═══ Input
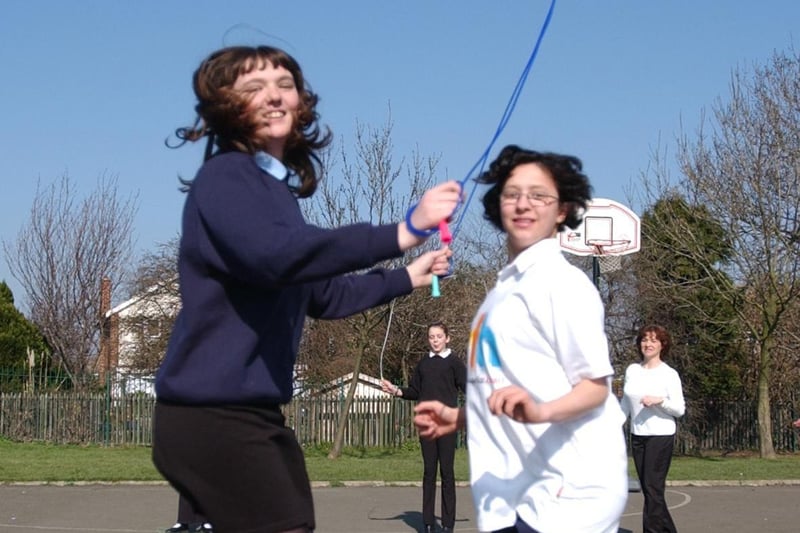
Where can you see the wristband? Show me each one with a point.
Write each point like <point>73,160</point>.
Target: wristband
<point>414,231</point>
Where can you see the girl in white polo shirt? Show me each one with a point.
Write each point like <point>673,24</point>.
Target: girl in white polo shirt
<point>547,452</point>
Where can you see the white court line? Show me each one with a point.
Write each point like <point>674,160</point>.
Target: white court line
<point>686,501</point>
<point>85,529</point>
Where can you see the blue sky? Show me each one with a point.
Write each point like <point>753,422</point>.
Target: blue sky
<point>93,87</point>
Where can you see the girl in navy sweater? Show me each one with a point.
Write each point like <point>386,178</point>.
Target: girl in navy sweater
<point>251,269</point>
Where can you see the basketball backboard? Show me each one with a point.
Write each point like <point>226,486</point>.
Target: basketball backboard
<point>608,228</point>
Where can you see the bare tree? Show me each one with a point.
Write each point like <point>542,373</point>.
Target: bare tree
<point>372,189</point>
<point>745,172</point>
<point>60,257</point>
<point>155,287</point>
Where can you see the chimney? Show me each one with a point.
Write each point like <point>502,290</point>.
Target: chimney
<point>109,332</point>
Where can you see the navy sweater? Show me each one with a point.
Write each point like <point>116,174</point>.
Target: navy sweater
<point>437,378</point>
<point>251,269</point>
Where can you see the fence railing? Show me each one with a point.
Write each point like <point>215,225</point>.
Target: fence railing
<point>75,418</point>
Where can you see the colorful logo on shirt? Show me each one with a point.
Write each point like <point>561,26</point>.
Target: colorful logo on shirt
<point>483,346</point>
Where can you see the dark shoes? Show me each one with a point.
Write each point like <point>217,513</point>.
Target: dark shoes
<point>190,528</point>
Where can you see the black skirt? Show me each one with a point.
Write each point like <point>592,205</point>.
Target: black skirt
<point>239,465</point>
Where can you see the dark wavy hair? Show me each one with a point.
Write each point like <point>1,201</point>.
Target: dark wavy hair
<point>661,333</point>
<point>574,190</point>
<point>222,116</point>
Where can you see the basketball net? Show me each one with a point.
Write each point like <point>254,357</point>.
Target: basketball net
<point>604,252</point>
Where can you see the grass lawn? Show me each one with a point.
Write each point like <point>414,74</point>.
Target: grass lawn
<point>21,462</point>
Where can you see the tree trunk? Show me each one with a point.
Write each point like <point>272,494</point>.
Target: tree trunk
<point>338,441</point>
<point>766,447</point>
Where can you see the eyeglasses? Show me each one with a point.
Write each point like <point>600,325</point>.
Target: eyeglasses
<point>536,199</point>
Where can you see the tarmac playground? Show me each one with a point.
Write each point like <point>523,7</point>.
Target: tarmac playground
<point>374,508</point>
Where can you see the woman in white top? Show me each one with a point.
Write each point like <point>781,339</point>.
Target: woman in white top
<point>653,398</point>
<point>546,447</point>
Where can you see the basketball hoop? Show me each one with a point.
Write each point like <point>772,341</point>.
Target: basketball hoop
<point>604,251</point>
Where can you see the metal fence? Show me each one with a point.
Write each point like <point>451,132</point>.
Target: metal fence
<point>76,418</point>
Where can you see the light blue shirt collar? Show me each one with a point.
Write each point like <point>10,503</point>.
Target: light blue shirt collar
<point>271,165</point>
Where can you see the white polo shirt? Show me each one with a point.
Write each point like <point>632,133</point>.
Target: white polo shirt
<point>662,381</point>
<point>542,328</point>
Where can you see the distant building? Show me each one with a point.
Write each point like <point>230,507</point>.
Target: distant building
<point>134,336</point>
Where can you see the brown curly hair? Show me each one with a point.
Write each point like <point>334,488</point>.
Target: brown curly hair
<point>660,333</point>
<point>222,116</point>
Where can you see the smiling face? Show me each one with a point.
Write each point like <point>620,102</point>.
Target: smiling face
<point>273,100</point>
<point>437,338</point>
<point>650,346</point>
<point>529,207</point>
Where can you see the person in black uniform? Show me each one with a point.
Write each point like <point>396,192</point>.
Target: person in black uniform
<point>439,375</point>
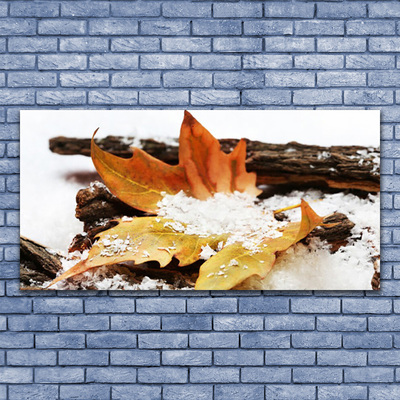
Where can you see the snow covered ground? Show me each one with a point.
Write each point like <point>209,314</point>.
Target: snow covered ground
<point>48,197</point>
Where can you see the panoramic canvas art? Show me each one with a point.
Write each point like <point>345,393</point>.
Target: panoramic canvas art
<point>200,200</point>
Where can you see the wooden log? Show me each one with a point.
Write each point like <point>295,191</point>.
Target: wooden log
<point>291,164</point>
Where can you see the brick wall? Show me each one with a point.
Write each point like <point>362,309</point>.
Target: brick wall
<point>229,345</point>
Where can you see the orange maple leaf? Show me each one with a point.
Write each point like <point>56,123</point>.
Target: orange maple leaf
<point>203,169</point>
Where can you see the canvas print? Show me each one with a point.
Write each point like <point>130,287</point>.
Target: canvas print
<point>200,200</point>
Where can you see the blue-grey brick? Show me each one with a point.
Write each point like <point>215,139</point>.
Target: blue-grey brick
<point>367,340</point>
<point>368,374</point>
<point>321,305</point>
<point>339,11</point>
<point>260,340</point>
<point>135,44</point>
<point>289,79</point>
<point>85,9</point>
<point>237,45</point>
<point>366,306</point>
<point>269,305</point>
<point>214,340</point>
<point>264,375</point>
<point>34,9</point>
<point>269,27</point>
<point>109,305</point>
<point>84,323</point>
<point>317,375</point>
<point>163,340</point>
<point>320,340</point>
<point>235,10</point>
<point>240,323</point>
<point>187,323</point>
<point>113,27</point>
<point>34,79</point>
<point>212,305</point>
<point>83,79</point>
<point>61,97</point>
<point>266,96</point>
<point>238,357</point>
<point>341,323</point>
<point>320,61</point>
<point>384,10</point>
<point>59,375</point>
<point>214,375</point>
<point>386,323</point>
<point>114,61</point>
<point>111,375</point>
<point>368,97</point>
<point>290,392</point>
<point>177,97</point>
<point>32,322</point>
<point>384,357</point>
<point>344,392</point>
<point>217,27</point>
<point>109,96</point>
<point>238,392</point>
<point>83,357</point>
<point>289,45</point>
<point>188,79</point>
<point>162,375</point>
<point>164,28</point>
<point>179,9</point>
<point>17,61</point>
<point>164,61</point>
<point>290,357</point>
<point>16,375</point>
<point>180,392</point>
<point>135,322</point>
<point>215,97</point>
<point>215,62</point>
<point>365,27</point>
<point>17,26</point>
<point>62,61</point>
<point>342,78</point>
<point>31,357</point>
<point>387,44</point>
<point>186,357</point>
<point>135,9</point>
<point>318,27</point>
<point>193,45</point>
<point>288,10</point>
<point>341,45</point>
<point>165,306</point>
<point>370,61</point>
<point>289,322</point>
<point>32,45</point>
<point>136,392</point>
<point>14,340</point>
<point>85,392</point>
<point>135,357</point>
<point>88,45</point>
<point>112,340</point>
<point>342,358</point>
<point>33,392</point>
<point>61,27</point>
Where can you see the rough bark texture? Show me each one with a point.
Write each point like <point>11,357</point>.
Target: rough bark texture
<point>294,164</point>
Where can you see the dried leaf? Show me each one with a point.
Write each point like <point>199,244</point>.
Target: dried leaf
<point>203,170</point>
<point>141,240</point>
<point>234,264</point>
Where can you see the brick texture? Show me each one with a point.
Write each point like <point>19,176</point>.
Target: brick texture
<point>205,54</point>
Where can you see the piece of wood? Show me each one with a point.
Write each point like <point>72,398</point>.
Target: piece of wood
<point>291,164</point>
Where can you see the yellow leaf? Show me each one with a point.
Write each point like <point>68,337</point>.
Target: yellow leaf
<point>234,264</point>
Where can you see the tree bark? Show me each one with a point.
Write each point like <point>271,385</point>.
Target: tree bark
<point>292,164</point>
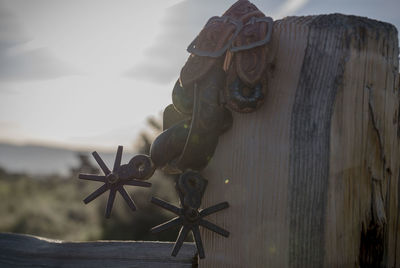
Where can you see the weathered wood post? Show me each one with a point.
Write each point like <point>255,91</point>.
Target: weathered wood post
<point>312,177</point>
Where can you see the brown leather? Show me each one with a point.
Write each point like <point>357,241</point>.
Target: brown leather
<point>212,38</point>
<point>249,65</point>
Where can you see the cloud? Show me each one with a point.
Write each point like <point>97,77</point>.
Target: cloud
<point>164,59</point>
<point>18,63</point>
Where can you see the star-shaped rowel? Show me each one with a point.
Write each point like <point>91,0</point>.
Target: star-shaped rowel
<point>140,167</point>
<point>190,217</point>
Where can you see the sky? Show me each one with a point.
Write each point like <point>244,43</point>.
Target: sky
<point>87,74</point>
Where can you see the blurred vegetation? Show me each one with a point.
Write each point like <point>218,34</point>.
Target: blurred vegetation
<point>52,206</point>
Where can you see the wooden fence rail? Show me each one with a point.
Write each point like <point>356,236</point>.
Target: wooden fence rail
<point>17,250</point>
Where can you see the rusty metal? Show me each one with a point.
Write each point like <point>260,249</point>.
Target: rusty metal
<point>191,186</point>
<point>226,71</point>
<point>140,167</point>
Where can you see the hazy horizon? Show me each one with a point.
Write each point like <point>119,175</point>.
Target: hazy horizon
<point>87,74</point>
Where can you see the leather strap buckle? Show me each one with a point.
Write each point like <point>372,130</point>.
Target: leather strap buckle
<point>262,42</point>
<point>215,54</point>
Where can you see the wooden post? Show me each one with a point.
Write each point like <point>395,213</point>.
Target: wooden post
<point>313,176</point>
<point>17,250</point>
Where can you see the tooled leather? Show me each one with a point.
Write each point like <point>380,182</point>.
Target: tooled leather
<point>212,38</point>
<point>249,65</point>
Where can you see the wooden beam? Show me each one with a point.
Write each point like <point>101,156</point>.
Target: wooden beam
<point>313,176</point>
<point>17,250</point>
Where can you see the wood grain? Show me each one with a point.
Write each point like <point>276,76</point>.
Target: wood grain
<point>313,176</point>
<point>18,250</point>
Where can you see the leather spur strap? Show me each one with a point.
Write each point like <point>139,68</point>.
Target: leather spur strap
<point>238,37</point>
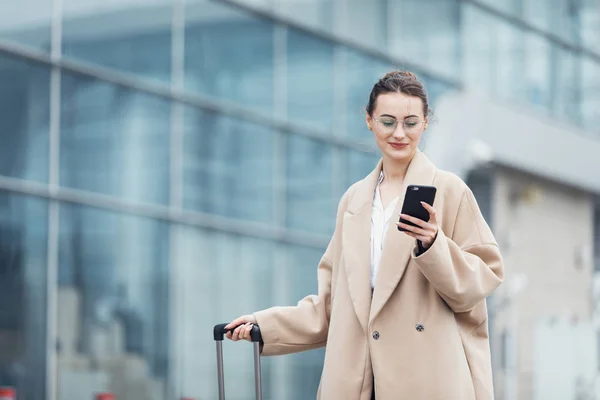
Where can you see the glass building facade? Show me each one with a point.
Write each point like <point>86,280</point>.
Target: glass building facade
<point>166,165</point>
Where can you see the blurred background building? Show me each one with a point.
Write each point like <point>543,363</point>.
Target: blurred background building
<point>166,165</point>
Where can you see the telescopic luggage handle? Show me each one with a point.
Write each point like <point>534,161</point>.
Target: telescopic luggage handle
<point>219,332</point>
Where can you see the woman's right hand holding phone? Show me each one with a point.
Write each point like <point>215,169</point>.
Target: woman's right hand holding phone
<point>243,326</point>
══════
Work instructions:
Set down word for word the lines from the first entry through the line with "Write each point like <point>542,373</point>.", both included, omitting pictures.

Task result:
Where can you see the wristband? Show me each one with a point.
Write each point like <point>73,160</point>.
Target: wristband
<point>414,231</point>
Where can you see the girl in white polo shirt? Show me each one with a point.
Write each point like <point>673,24</point>.
Target: girl in white polo shirt
<point>547,452</point>
Where can you see the white court line? Show me each one with a point.
Write each point like <point>674,160</point>.
Target: white court line
<point>686,501</point>
<point>85,529</point>
Where can you see the blue sky? Show me each one with a point.
Write each point like <point>753,422</point>.
Target: blue sky
<point>93,87</point>
Where can you see the girl in navy sweater? Show me each one with a point.
Write each point like <point>386,178</point>.
Target: girl in navy sweater
<point>251,269</point>
Where can you see the basketball backboard? Show me each one with a point.
Write each point like <point>226,486</point>.
Target: basketball backboard
<point>608,228</point>
Where can you see the bare tree? Show me each one with a point.
Write each point like <point>542,373</point>.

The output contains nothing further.